> [Position identification records]:
^^^^^^^^^^^^^^^^

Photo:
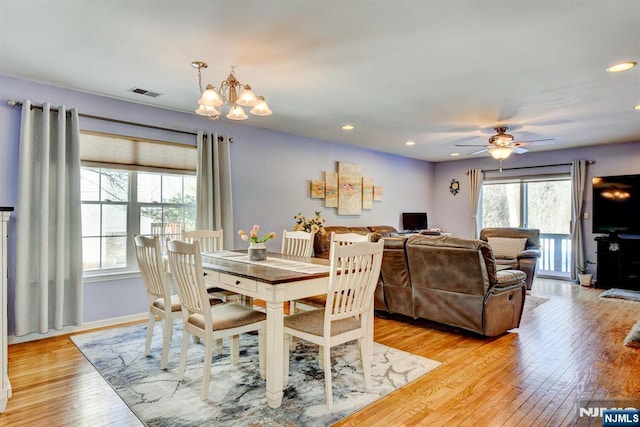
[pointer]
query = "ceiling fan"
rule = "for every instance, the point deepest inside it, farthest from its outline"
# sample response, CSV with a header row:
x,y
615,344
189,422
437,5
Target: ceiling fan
x,y
502,144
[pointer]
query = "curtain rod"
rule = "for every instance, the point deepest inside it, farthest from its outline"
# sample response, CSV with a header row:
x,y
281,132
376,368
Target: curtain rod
x,y
589,162
13,103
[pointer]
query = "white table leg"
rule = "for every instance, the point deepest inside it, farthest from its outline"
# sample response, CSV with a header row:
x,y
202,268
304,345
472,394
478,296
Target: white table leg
x,y
370,332
275,353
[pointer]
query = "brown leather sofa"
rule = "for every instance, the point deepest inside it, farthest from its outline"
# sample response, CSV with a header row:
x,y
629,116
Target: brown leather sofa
x,y
321,243
452,281
527,260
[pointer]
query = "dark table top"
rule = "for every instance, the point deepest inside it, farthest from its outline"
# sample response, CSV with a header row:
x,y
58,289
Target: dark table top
x,y
264,273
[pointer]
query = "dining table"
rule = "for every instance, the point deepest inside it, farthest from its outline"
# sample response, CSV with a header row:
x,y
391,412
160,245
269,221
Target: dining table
x,y
276,280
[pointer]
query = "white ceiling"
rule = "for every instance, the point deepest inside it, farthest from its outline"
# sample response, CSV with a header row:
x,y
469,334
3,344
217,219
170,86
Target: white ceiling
x,y
436,72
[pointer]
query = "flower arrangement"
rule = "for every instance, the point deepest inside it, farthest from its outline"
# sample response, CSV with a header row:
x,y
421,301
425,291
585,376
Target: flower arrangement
x,y
253,236
312,224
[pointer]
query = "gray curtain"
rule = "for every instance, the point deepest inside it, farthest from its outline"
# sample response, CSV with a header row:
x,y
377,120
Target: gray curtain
x,y
214,201
475,189
48,285
578,180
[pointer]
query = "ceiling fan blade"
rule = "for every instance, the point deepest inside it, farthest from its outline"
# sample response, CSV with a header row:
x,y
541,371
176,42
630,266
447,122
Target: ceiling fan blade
x,y
547,141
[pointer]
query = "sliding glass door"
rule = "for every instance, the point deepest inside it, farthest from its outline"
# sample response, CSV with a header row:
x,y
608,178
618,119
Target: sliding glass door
x,y
534,202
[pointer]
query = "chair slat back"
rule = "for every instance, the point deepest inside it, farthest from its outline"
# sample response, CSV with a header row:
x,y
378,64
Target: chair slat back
x,y
210,240
298,243
149,256
355,270
349,238
186,267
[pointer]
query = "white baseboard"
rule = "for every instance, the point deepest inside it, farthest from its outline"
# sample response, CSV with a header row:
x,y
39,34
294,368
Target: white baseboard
x,y
12,339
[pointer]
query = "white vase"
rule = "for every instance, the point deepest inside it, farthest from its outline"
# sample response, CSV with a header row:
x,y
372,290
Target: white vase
x,y
257,252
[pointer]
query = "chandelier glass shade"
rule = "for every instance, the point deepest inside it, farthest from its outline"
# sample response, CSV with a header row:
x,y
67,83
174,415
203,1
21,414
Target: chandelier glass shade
x,y
230,92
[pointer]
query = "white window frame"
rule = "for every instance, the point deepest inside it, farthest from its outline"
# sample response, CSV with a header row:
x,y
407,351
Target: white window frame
x,y
522,180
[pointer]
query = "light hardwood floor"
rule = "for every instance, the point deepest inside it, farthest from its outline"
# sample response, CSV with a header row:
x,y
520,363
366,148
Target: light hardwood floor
x,y
567,349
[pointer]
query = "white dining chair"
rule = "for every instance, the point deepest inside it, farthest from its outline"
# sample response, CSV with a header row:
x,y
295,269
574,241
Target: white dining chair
x,y
209,323
161,302
298,243
212,241
318,301
346,315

^^^^^^^^^^^^^^^^

> [SET EXERCISE]: Exclude all images and restate the records above word for word.

> [FINAL RESULT]:
Photo:
[pointer]
query = "ceiling fan"
rule = "for every instance, the point deepest inside it, farthest from its outline"
# sample response, CSV with a header row:
x,y
615,344
189,422
437,5
Target: ceiling fan
x,y
502,144
[pointer]
query = "curtain rod"
rule = "for every instance, the point deepest inside it, farthest from its outline"
# sample response, CSV with a header row:
x,y
281,132
376,368
Target: curtain rod
x,y
589,162
13,103
[pointer]
query = "white table leg"
rule = "for every instance, the point deepest inside it, farthest from its outline"
# sample response, CSV with a header row:
x,y
202,268
304,345
472,394
478,296
Target: white table leg
x,y
370,332
275,353
[pointer]
query = "brown leather sofa"
rule = "for every instance, the point deepest inside it, farthest from its outline"
# sample response, CSV with a header row:
x,y
629,116
Target: brown leather sofa
x,y
321,243
452,281
527,260
[pointer]
query = "dark table top"
rule = "for every instance, the point deepest inside it, farthest from its outline"
# sample response, CSV with a header row:
x,y
58,289
Target: dark table top
x,y
264,273
[pointer]
query = "dining table"
rule = "for every instance, the point deepest inside it, farthest from its outline"
# sample response, CSV with a header row:
x,y
391,412
160,245
269,221
Target: dining table
x,y
276,280
[pointer]
query = "white ceiling"
rule = "for every instance, the point deepest inside it, farthest from its outline"
# sample response, CSV with a header row:
x,y
469,334
3,344
217,219
170,86
Target: white ceiling
x,y
436,72
[pointer]
query = "flower arrangement"
rule = "for every instance, the point deepest inside it, farthest from its outline"
# sample response, CSV with a header row:
x,y
421,301
425,291
585,376
Target: flower arrangement
x,y
253,236
312,224
[pointer]
query = "gray curtain"
rule = "for every instance, the point deepest inside it, farthest from its outline"
# sample response, CSV with a header row:
x,y
377,120
Target: gray curtain
x,y
214,201
475,189
48,285
578,180
[pointer]
query = "ceiling fan blade"
rule = "for every instance, the point deepest inside it, farthest from its outline"
# sample response, CSV with a header row:
x,y
541,371
176,42
630,266
447,122
Target: ceiling fan blade
x,y
547,141
[pointer]
query = "sliding glass door"
rule = "for every instance, the point deepest inside it, farthest from its outline"
# sample response, CSV with a header row:
x,y
608,178
618,119
Target: sliding glass door
x,y
534,202
[pointer]
query = "chair slat back"
rule = "for every instance, the point deepest inside it, farthest from its outline"
# sample response, CSV with a header row:
x,y
378,64
Target: chair slat back
x,y
210,240
298,243
149,256
355,270
349,238
186,267
[pointer]
query = "white baseboard"
rule = "for every instance, the point deepest inside it, farthest from its outline"
# sample response, CSV with a header row:
x,y
39,34
294,368
Target: white baseboard
x,y
12,339
[pointer]
query = "white vase"
rule = "for every instance, the point deepest inside it, farthest from its outline"
# sample response, CSV with a header row:
x,y
372,290
Target: white vase
x,y
257,252
[pointer]
query = "chandelier glass shade"
rule = "for every instance, the point deepest inside it, farthest from its outline"
# sample response, CSV with a header row:
x,y
67,83
174,415
203,1
21,414
Target: chandelier glass shade
x,y
230,92
[pointer]
query = "white window frame"
rule = "for every instance, the point deepest inside it, farthest from its outline"
# sample response, CSV with a header row:
x,y
407,351
Target: white window frame
x,y
522,180
[pointer]
query = "light hardwood floor"
rule = "for every instance, the point deepest inside it, farthest from its outline"
# sample response, CSV with a header row:
x,y
520,363
366,148
Target: light hardwood floor
x,y
567,349
[pointer]
query = "white dining chair"
rule = "for every instance, the point deepest inside it, farthest from its outline"
# sample response, CSV with a header row:
x,y
295,269
574,241
Target: white dining chair
x,y
209,323
161,302
298,243
212,241
318,301
346,315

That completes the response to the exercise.